-- Start Extracted information --

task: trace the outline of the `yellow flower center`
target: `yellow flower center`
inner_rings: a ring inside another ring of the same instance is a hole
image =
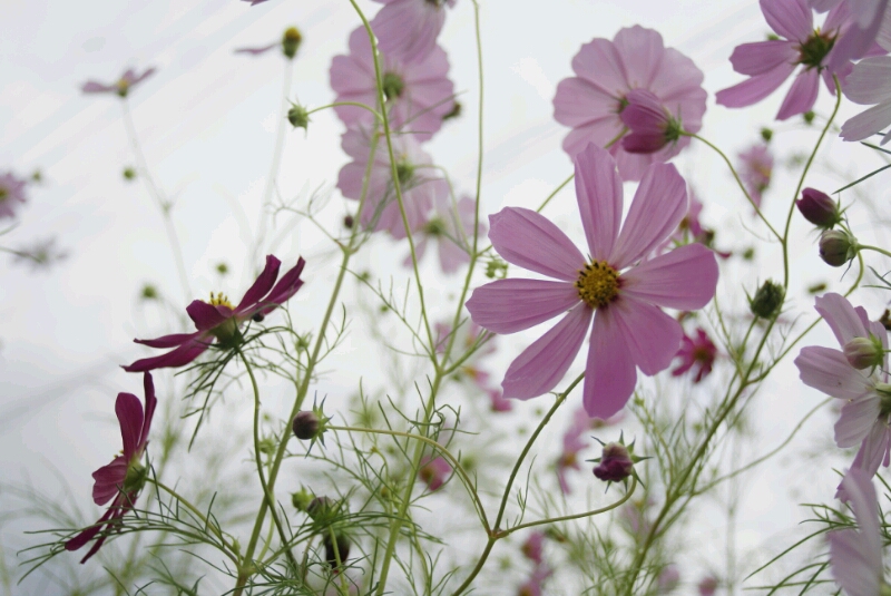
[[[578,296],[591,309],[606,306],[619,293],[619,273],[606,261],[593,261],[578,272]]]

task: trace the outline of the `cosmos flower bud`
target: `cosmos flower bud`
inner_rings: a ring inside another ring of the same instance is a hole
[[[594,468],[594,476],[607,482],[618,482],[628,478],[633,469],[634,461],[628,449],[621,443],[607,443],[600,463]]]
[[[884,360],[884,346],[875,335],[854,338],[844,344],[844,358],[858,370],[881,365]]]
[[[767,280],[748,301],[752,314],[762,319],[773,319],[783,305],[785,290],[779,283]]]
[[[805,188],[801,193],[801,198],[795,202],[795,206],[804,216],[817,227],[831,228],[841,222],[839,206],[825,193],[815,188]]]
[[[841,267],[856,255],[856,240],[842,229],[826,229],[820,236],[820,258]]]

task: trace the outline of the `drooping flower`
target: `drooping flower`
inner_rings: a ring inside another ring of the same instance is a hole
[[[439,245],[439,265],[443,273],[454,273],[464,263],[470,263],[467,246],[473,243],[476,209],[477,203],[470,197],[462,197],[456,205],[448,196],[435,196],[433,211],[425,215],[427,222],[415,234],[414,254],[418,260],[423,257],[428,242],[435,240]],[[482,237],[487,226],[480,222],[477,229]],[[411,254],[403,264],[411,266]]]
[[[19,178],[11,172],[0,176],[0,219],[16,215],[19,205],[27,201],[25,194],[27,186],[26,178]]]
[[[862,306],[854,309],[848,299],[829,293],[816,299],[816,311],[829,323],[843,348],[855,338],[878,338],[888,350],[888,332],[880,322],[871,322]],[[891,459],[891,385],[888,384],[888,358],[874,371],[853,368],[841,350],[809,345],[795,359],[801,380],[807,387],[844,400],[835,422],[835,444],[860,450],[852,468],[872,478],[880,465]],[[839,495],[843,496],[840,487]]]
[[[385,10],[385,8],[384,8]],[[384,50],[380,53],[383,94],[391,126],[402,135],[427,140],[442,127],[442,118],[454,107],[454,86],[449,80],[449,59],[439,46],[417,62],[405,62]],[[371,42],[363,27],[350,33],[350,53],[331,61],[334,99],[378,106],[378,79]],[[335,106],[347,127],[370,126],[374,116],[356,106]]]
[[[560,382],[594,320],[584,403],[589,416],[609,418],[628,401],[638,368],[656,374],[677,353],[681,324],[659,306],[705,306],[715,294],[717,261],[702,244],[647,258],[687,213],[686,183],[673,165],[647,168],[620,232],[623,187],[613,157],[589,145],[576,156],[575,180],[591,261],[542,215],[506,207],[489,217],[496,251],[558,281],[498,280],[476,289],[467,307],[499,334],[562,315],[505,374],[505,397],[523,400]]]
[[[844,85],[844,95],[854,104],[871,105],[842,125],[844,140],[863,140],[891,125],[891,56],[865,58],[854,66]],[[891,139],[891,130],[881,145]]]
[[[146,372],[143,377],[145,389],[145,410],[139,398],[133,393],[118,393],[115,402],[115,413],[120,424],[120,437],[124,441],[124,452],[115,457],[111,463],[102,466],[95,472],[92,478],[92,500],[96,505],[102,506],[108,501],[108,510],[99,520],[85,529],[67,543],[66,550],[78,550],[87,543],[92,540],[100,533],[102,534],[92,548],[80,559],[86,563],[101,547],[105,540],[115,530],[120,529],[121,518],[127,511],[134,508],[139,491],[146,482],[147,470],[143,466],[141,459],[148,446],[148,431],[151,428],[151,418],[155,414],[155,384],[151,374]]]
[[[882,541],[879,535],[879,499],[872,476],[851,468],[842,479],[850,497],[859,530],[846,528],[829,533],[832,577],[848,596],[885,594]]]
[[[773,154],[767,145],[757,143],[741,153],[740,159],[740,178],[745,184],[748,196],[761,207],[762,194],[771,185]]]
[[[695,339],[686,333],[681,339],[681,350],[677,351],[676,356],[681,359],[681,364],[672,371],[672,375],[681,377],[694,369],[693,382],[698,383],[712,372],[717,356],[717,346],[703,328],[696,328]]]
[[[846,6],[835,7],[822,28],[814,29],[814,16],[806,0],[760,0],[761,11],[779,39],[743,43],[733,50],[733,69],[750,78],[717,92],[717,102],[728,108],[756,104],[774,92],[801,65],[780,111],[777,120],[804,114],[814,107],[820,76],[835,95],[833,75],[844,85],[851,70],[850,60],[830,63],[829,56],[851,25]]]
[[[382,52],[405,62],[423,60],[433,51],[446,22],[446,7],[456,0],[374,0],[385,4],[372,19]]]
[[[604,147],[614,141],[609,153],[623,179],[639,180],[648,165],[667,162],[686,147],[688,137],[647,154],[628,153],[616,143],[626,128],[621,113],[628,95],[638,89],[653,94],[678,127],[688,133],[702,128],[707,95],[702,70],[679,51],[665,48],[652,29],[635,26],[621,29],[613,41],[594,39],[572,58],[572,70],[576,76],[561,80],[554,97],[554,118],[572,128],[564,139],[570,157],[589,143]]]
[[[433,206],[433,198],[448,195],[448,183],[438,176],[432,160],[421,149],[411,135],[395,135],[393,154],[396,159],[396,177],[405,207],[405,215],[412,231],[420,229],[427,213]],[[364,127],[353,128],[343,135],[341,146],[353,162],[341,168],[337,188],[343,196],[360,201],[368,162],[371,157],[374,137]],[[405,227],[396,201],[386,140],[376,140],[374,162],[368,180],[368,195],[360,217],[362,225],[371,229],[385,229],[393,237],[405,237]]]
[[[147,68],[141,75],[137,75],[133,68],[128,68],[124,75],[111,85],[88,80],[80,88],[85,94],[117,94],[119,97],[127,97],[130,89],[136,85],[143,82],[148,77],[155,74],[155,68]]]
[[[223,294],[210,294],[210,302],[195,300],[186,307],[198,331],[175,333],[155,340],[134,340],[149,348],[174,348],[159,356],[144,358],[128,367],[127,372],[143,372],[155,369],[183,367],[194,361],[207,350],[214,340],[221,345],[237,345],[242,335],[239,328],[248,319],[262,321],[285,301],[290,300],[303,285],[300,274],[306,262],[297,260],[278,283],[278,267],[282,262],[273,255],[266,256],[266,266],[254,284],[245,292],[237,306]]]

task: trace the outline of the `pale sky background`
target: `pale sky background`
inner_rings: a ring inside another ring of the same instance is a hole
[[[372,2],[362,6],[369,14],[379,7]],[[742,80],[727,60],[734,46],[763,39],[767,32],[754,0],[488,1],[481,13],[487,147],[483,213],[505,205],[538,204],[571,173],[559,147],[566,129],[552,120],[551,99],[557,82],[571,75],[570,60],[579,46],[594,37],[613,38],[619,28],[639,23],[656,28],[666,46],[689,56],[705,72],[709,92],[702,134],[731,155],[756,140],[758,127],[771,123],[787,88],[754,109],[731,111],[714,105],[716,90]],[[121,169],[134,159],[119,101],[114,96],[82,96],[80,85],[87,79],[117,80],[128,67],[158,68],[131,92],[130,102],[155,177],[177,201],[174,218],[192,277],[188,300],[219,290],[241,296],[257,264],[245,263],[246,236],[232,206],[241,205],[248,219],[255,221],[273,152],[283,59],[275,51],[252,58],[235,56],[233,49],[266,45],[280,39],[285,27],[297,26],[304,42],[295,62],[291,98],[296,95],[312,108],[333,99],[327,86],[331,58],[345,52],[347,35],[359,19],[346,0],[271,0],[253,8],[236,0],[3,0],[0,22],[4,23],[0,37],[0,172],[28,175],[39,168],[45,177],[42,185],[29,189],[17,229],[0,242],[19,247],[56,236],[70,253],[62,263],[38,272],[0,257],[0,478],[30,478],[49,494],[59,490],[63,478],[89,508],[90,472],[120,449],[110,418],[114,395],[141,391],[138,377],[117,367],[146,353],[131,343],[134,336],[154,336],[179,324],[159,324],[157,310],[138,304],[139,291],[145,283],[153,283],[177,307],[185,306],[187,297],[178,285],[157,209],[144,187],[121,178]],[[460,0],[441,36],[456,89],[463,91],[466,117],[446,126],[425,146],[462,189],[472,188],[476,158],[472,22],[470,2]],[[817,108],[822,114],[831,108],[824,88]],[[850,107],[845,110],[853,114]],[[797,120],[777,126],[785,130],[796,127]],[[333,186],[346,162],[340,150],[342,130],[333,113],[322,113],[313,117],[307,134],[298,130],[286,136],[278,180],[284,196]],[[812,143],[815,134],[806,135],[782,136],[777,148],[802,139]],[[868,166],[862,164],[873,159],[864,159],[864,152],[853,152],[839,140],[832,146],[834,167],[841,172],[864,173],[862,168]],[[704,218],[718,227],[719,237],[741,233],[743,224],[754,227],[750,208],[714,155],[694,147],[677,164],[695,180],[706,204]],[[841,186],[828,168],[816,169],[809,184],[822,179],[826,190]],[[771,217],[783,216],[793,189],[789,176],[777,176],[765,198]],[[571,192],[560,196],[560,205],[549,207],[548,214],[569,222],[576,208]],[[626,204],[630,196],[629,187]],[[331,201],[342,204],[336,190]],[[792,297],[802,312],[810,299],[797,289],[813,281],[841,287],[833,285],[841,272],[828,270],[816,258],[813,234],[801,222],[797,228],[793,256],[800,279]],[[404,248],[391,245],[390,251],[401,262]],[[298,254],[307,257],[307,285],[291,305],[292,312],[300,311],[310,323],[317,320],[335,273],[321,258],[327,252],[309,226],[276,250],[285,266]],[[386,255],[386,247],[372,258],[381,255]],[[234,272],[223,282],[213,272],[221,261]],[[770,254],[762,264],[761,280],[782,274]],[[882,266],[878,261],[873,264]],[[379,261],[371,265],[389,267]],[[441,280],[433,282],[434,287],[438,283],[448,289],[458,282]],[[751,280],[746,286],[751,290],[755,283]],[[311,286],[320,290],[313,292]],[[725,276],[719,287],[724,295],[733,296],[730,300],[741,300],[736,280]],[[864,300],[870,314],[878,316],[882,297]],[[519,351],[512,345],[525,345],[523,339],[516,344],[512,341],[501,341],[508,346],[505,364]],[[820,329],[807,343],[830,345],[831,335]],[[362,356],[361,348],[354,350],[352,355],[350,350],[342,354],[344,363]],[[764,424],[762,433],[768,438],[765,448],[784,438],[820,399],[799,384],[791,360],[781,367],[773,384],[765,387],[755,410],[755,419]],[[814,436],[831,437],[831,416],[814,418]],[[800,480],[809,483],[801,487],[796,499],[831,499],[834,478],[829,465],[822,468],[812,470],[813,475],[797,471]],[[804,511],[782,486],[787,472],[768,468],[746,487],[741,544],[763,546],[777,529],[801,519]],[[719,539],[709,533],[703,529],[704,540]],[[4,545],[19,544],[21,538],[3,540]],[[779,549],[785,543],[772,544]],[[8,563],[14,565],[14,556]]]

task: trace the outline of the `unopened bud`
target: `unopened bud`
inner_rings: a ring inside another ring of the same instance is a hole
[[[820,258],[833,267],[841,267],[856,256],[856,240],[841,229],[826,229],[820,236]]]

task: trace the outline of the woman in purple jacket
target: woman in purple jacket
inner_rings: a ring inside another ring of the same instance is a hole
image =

-- End Extracted information --
-- Start Extracted information --

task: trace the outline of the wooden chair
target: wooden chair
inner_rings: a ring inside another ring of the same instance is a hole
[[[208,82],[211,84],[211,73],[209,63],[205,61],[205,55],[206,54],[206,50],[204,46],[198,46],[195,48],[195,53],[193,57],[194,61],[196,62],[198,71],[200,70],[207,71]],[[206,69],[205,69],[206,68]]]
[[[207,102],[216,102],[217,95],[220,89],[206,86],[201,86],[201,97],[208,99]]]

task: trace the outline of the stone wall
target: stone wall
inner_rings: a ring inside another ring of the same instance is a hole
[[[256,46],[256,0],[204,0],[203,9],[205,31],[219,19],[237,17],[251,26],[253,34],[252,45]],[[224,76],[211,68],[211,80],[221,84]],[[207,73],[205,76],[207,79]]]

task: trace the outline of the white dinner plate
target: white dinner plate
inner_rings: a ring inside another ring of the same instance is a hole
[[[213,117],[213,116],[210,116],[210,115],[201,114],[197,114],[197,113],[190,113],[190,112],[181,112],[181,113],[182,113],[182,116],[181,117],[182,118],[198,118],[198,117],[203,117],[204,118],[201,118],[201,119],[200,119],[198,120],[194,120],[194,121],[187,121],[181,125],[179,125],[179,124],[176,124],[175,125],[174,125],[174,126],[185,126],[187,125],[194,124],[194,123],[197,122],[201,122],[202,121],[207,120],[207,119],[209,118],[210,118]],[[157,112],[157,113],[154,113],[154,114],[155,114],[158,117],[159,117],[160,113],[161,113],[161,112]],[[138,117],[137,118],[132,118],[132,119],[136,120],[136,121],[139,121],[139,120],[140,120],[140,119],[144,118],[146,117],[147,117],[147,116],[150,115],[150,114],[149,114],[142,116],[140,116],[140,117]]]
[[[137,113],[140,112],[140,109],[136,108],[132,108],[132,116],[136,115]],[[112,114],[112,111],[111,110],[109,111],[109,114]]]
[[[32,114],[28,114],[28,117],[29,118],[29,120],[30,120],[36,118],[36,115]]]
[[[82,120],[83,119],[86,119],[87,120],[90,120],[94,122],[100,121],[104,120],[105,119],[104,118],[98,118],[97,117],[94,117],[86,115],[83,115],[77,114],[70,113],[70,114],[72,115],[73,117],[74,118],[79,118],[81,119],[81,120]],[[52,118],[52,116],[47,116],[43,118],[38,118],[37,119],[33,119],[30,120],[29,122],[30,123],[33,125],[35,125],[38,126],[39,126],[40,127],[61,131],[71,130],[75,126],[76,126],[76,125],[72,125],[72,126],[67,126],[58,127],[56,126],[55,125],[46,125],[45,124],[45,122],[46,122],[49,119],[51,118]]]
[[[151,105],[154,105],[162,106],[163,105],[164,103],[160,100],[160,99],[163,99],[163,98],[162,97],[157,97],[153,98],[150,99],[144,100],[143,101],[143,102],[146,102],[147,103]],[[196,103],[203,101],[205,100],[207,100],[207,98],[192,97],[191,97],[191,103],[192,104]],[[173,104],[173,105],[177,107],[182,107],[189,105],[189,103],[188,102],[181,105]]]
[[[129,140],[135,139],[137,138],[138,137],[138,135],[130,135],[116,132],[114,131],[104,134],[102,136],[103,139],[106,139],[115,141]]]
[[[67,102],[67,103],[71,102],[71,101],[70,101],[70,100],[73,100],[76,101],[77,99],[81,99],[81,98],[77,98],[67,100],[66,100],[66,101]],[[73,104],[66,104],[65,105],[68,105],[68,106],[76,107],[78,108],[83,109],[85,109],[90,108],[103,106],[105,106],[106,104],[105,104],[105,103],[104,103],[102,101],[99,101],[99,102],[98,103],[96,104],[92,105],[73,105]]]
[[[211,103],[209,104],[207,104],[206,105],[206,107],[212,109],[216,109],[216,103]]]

-- End Extracted information --
-- Start Extracted information --

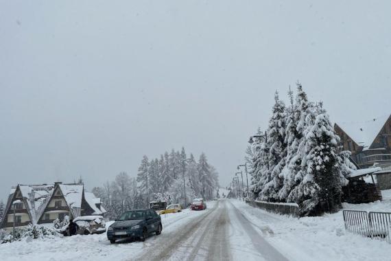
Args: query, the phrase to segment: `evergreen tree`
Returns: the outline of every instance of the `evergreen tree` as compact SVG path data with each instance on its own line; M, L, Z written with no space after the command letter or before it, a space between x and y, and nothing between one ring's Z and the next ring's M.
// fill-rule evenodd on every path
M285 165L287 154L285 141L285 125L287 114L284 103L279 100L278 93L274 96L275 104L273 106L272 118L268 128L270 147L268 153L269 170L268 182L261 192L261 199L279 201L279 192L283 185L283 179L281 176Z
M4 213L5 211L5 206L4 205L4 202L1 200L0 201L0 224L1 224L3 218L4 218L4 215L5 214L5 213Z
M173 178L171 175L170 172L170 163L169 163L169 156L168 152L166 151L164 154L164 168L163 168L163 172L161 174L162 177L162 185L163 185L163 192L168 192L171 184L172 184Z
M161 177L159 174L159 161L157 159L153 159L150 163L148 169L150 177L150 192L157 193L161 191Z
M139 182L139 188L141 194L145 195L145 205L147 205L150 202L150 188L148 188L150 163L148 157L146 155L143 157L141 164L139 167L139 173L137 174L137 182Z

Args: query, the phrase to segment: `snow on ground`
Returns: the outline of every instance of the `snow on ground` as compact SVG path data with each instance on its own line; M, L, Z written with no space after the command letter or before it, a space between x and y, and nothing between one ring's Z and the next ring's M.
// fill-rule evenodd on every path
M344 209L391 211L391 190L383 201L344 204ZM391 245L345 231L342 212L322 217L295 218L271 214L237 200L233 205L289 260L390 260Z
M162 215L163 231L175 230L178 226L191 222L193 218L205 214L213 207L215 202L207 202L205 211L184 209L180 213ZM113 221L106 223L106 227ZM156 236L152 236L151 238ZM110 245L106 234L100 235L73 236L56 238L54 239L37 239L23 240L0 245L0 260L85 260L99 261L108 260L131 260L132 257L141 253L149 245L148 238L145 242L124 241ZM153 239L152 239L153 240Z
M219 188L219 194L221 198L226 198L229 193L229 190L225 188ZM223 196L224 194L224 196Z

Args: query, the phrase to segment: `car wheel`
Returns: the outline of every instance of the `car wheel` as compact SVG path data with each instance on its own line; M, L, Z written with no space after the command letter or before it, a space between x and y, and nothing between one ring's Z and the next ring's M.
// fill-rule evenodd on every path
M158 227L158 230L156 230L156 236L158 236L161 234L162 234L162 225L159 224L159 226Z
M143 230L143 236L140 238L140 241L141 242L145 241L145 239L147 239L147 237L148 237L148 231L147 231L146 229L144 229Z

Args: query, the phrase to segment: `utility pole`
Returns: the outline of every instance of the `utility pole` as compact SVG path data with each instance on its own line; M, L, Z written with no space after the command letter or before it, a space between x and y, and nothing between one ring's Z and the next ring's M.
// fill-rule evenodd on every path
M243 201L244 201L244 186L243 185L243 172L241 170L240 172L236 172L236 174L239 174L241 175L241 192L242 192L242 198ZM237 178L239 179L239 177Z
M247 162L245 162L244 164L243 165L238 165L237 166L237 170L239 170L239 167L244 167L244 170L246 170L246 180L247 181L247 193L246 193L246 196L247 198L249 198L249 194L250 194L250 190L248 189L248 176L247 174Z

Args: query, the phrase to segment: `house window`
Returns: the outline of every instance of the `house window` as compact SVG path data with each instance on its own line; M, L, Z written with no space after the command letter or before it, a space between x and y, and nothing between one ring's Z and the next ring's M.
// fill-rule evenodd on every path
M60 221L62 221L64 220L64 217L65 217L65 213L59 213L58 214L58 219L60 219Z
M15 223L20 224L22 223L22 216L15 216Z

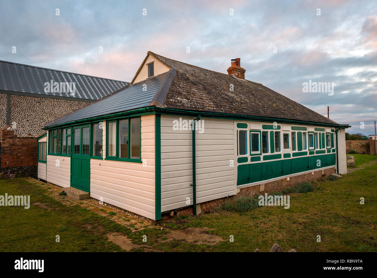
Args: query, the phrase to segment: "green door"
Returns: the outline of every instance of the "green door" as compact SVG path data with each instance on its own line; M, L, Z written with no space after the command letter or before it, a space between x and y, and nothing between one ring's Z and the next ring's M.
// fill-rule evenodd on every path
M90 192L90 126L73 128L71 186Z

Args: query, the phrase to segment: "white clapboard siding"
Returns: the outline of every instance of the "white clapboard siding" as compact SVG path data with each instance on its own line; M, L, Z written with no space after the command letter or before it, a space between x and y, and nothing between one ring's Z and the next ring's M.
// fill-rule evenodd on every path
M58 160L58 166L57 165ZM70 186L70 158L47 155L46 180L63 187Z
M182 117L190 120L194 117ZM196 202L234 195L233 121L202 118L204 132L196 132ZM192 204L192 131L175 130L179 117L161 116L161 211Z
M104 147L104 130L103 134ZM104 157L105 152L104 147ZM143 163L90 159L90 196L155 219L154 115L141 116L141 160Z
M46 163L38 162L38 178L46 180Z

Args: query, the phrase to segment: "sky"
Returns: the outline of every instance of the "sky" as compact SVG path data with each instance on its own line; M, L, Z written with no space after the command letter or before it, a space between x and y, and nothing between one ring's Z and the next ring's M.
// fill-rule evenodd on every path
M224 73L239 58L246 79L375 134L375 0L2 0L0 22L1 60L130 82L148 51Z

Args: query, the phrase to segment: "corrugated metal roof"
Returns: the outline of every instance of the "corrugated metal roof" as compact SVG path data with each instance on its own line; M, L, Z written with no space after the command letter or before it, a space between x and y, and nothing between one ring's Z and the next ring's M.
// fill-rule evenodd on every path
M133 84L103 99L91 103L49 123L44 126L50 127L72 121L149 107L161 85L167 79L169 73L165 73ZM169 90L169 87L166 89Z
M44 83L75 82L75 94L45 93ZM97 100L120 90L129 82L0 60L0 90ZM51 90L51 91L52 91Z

-- End Extracted information --

### Given instruction
Extract every line of the records that contains the word "wheel".

### Reply to the exercise
Args: query, the phrase to segment: `car wheel`
Returns: the outline of every instance of the `car wheel` as compact SVG path data with each instance on its own line; M, L, Z written with no space after the command letter or before it, a space between x and y, and nothing between one ring's Z and the next ring's M.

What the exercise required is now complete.